Copy out every one of the records below word for word, leaving out the pictures.
━━━━━━━━━━━━━━━━━━━━━━━━━━━━━━
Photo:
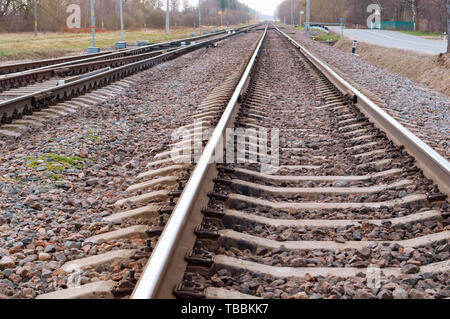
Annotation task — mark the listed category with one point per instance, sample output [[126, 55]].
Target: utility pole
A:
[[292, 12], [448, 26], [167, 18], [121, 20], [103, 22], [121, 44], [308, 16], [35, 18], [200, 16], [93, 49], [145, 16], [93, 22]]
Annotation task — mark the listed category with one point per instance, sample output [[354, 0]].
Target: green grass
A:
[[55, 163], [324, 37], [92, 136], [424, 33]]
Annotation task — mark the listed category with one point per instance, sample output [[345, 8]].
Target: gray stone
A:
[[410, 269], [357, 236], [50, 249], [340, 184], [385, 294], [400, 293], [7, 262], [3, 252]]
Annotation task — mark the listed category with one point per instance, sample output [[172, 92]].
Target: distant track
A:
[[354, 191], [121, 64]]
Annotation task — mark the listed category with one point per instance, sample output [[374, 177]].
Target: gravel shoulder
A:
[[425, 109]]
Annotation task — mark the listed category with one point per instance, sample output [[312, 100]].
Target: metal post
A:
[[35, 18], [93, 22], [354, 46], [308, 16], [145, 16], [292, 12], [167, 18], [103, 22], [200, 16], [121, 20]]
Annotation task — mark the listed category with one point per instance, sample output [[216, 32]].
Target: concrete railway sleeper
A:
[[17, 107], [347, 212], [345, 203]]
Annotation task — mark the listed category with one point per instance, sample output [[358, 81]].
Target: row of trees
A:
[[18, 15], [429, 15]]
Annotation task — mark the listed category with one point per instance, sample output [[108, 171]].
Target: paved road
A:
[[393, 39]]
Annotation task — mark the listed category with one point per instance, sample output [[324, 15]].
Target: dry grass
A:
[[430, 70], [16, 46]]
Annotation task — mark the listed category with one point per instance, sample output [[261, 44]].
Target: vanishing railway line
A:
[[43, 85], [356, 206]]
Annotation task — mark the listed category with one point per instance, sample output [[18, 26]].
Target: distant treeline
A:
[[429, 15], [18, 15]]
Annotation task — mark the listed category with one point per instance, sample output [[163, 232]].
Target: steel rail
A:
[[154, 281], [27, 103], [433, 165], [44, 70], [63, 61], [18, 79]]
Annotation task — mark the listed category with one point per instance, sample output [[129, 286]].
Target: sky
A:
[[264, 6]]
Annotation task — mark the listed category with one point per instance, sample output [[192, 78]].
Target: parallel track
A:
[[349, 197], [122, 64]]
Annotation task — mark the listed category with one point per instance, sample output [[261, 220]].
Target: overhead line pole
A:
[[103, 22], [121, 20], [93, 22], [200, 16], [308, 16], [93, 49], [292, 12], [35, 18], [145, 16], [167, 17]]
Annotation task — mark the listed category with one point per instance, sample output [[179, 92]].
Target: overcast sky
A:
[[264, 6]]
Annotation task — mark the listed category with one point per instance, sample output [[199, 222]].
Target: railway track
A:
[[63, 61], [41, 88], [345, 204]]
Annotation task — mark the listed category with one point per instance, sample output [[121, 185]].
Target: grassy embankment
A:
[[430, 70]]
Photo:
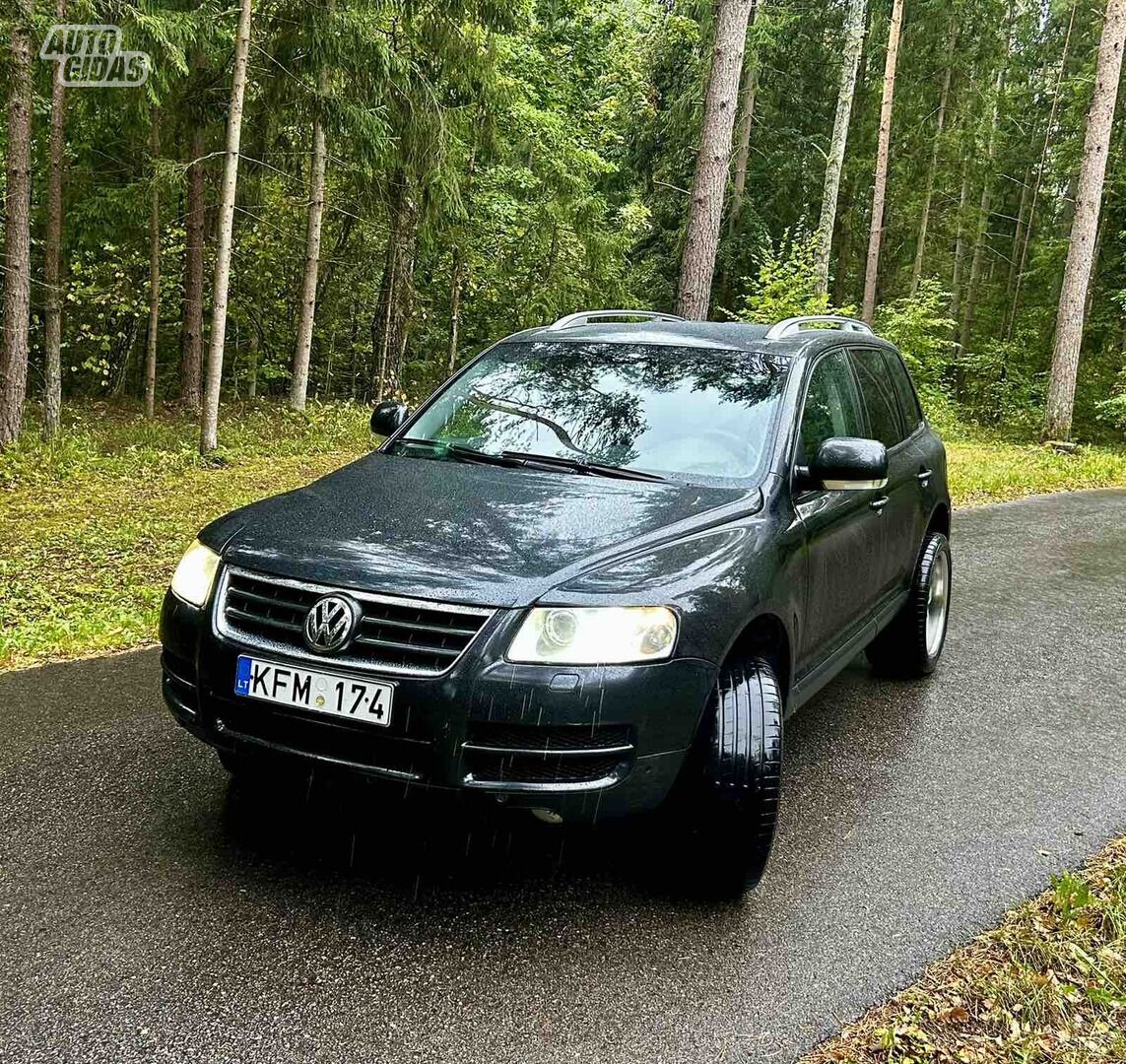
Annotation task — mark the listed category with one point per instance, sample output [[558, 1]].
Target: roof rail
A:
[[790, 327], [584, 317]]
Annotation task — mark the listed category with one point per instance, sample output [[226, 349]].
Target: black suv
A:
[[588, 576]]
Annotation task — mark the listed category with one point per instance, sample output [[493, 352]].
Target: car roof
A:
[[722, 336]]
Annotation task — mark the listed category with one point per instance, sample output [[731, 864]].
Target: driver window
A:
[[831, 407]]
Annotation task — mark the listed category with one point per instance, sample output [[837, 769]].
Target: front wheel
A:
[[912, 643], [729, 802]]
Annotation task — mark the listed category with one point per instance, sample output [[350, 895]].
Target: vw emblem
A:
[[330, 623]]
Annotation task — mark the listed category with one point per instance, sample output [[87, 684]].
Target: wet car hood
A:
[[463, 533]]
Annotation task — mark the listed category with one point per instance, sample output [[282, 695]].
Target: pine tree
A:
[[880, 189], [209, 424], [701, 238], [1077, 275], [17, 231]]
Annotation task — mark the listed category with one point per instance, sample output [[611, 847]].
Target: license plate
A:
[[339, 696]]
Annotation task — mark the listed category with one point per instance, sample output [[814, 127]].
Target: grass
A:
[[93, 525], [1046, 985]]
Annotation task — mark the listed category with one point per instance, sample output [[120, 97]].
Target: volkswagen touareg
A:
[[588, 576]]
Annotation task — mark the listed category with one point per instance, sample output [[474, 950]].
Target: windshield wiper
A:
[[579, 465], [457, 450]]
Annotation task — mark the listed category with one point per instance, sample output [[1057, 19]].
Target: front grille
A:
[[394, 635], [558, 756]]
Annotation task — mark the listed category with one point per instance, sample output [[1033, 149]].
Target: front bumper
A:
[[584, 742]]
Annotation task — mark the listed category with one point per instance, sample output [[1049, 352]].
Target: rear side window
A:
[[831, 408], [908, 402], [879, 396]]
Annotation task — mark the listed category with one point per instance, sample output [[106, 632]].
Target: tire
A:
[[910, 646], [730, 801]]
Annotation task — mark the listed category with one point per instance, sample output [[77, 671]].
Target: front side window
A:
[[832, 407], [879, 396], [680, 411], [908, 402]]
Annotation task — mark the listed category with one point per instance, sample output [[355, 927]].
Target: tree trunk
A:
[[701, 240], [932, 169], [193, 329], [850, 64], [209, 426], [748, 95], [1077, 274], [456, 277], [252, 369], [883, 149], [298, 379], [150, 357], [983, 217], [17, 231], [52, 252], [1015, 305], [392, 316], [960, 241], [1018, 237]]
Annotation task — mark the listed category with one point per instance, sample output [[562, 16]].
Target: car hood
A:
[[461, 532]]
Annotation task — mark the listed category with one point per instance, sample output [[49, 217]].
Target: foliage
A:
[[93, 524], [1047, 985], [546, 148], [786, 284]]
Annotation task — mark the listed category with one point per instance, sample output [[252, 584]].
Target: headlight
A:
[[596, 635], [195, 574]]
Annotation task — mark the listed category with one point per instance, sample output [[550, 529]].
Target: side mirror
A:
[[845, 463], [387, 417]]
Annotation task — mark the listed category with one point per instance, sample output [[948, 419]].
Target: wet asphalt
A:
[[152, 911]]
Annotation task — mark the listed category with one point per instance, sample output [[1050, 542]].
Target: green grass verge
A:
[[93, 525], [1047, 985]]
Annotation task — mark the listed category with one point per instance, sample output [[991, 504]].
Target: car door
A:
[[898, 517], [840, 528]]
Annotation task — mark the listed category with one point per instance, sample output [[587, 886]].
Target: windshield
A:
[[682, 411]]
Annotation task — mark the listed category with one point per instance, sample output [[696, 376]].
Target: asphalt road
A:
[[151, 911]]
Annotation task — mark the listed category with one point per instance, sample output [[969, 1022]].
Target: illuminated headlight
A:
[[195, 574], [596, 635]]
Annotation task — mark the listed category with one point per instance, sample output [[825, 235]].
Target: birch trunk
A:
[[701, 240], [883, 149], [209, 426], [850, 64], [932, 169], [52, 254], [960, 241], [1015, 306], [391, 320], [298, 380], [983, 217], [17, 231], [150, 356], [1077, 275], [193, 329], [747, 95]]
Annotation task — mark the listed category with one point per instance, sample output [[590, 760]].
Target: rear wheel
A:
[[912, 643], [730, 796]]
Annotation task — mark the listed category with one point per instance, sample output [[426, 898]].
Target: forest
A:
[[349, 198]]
━━━━━━━━━━━━━━━━━━━━━━━━━━━━━━
• _IN RESPONSE_
Photo:
Annotation task — mark the listed category with one point per instance, sample output [[126, 55]].
Target: utility pole
A:
[[292, 12], [448, 26], [167, 18], [121, 20], [103, 22], [121, 44], [308, 16], [35, 18], [200, 16], [93, 49], [145, 16], [93, 22]]
Annotation task — mark the listed category with one point per instance, sample output [[354, 0]].
Target: green grass
A:
[[55, 163], [324, 37], [92, 136], [424, 33]]
Annotation task — mark the listed category with one point per instance, sample output [[345, 8]].
Target: gray stone
A:
[[410, 269], [357, 236], [50, 249], [340, 184], [385, 294], [400, 293], [7, 262], [3, 252]]
Annotation task — mark the listed category with one point per instance, sample output [[172, 92]].
Target: distant track
A:
[[354, 191], [121, 64]]
Annotation task — mark the listed category with one point per instance, sample output [[374, 177]].
Target: gravel shoulder
A:
[[425, 109]]
Annotation task — mark the listed category with one point per instance, sample output [[312, 100]].
Target: metal post
A:
[[35, 18], [93, 22], [354, 46], [308, 16], [145, 16], [292, 12], [167, 18], [103, 22], [200, 16], [121, 20]]
Annotation task — mark the listed category with one point per instance, sample output [[216, 32]].
Target: concrete railway sleeper
A:
[[17, 107], [347, 212], [345, 203]]
Annotation task — mark the listed category with one point per instance, sample output [[358, 81]].
Target: row of trees
A:
[[18, 15], [429, 15]]
Annotation task — mark the listed category with one point per instance, sample output [[108, 171]].
Target: paved road
A:
[[393, 39]]
Annotation task — mark the listed category with one point per instance, sample output [[324, 15]].
Target: dry grass
A:
[[430, 70], [16, 46]]
Annotation task — mark the listed category with one point per instance, sample output [[261, 44]].
Target: vanishing railway line
A:
[[43, 85], [356, 206]]
Annotation task — mark the listed category with one point per instance, sample output [[18, 26]].
Target: distant treeline
A:
[[429, 15], [18, 15]]
Annotation task — mark the listed category with one point per instance, sample output [[163, 232]].
Target: steel rail
A:
[[154, 281], [27, 103], [433, 165], [44, 70], [63, 61], [18, 79]]
Annotation task — mark the listed category with one point per instance, sample output [[129, 286]].
Target: sky
A:
[[264, 6]]
Annotation task — mark the listed category with one point per instance, sample output [[192, 78]].
Target: parallel track
A:
[[349, 197], [122, 64]]
Annotation task — mark the listed category with one point per instance, sample output [[261, 220]].
Target: overhead line pole
A:
[[103, 22], [121, 20], [93, 22], [200, 16], [308, 16], [93, 49], [292, 12], [35, 18], [145, 16], [167, 17]]
Annotation task — mark the listed category with one point per instance, sample output [[179, 92]].
Target: overcast sky
A:
[[264, 6]]
Annotation task — mark the listed category with one point per instance, sample output [[199, 222]].
Target: railway track
A:
[[63, 61], [41, 88], [345, 204]]
Annotation task — mark the listed category with one point per instance, sample output [[121, 185]].
Target: grassy embankment
A:
[[430, 70]]
Photo:
Annotation task — mark the listed category with one point per instance, sample output [[558, 1]].
Target: roof rail
A:
[[790, 327], [584, 317]]
Annotation task — mark the listed category with one point per instance, sample output [[226, 349]].
Target: black suv
A:
[[588, 576]]
Annotation task — mark the listed category with one point per instance, sample output [[493, 352]].
Target: car roof
A:
[[722, 336]]
Annotation task — mark the listed category with one point per instance, sample output [[731, 864]].
Target: driver window
A:
[[831, 407]]
Annotation task — mark the listed category with one point per instance, sample output [[837, 769]].
Target: front wheel
A:
[[912, 643], [729, 802]]
Annotation task — mark the listed category with one point per instance, sample output [[350, 895]].
Target: vw emblem
A:
[[330, 623]]
Annotation task — mark the listed category with one point per instance, sample output [[87, 684]].
Target: wet car hood
A:
[[463, 533]]
Annotation task — mark the listed category with one point per instance, sample output [[282, 695]].
Target: pine tree
A:
[[880, 189], [209, 424], [701, 238], [1077, 275], [17, 231]]
Annotation task — mark the listed category with one point per instance, sample output [[611, 847]].
Target: license plate
A:
[[339, 696]]
Annotation task — mark the listed category with one point per instance, sample output [[814, 127]].
Target: grass
A:
[[93, 525], [1046, 985]]
Annotation task — mark the listed category with one point per instance, sample output [[120, 97]].
Target: volkswagen touareg
A:
[[588, 576]]
Annotation task — mark the listed category with one point per instance, sample output [[474, 950]].
Target: windshield wiper
A:
[[579, 465], [457, 450]]
Annotation task — mark the listed category with one point per instance, sample output [[1057, 19]].
Target: front grille
A:
[[394, 635], [558, 756]]
Annotation task — mark the listed category with one point per instance, sample output [[1033, 149]].
Target: front bumper
A:
[[584, 742]]
Annotation task — mark the listed category with one point per instance, sample output [[1049, 352]].
Target: rear side window
A:
[[831, 408], [908, 402], [879, 396]]
Annotation task — mark the listed category with one point per instance, sample output [[106, 632]].
Target: tire
A:
[[910, 646], [730, 801]]
Annotation task — mark the listed category with one point per instance, sample output [[77, 671]].
Target: front side window
A:
[[832, 407], [879, 396], [680, 411], [908, 402]]
Annotation task — mark the listed category with one point per instance, sample output [[355, 927]].
Target: tree trunk
A:
[[701, 240], [932, 169], [193, 329], [850, 64], [209, 426], [748, 95], [1077, 274], [456, 277], [252, 369], [883, 149], [298, 379], [150, 357], [983, 217], [17, 231], [52, 252], [1015, 305], [392, 316], [960, 241], [1018, 237]]
Annotation task — mark the listed category with one point per instance, sample output [[562, 16]].
Target: car hood
A:
[[461, 532]]
Annotation task — mark the listed category with one point per instance, sample output [[49, 217]].
Target: foliage
A:
[[93, 524], [1047, 985], [546, 148], [786, 284]]
Annotation task — mark the listed category with one point per instance, sample output [[252, 584]].
Target: headlight
A:
[[596, 635], [195, 574]]
Annotation task — mark the listed category with one point per instance, sample output [[550, 529]].
Target: side mirror
A:
[[845, 463], [387, 417]]
Annotation task — mark the listed category with one point per instance, sample output [[948, 419]].
Target: wet asphalt
A:
[[152, 911]]
Annotation task — mark the listed category with one point per instance, sample output [[1050, 542]].
Target: green grass verge
A:
[[93, 525], [1047, 985]]
Annotation task — mark the listed category with one point per instance, sample output [[991, 504]].
Target: car door
A:
[[898, 517], [840, 528]]
Annotation task — mark the listed category with one point per instance, sample output [[587, 886]].
Target: windshield
A:
[[682, 411]]
Annotation task — mark the listed category with one point per instance, sample output [[696, 376]].
Target: asphalt road
A:
[[151, 911]]
Annotation task — mark the listed category with one point per instance, sample output [[969, 1022]].
Target: illuminated headlight
A:
[[195, 574], [596, 635]]
Annotation task — mark the listed category with one point per instance, sample output [[825, 235]].
Target: birch trunk
A:
[[701, 240], [883, 149], [209, 426], [850, 64], [932, 169], [52, 254], [960, 241], [1015, 306], [391, 320], [298, 380], [983, 217], [17, 231], [150, 356], [1077, 275], [193, 329], [747, 95]]
Annotation task — mark the listed category with one point per instance, sample output [[590, 760]].
Target: rear wheel
A:
[[912, 643], [730, 796]]
Annotation task — mark the listed category with one point per instance, sample output [[426, 898]].
Target: forest
A:
[[349, 198]]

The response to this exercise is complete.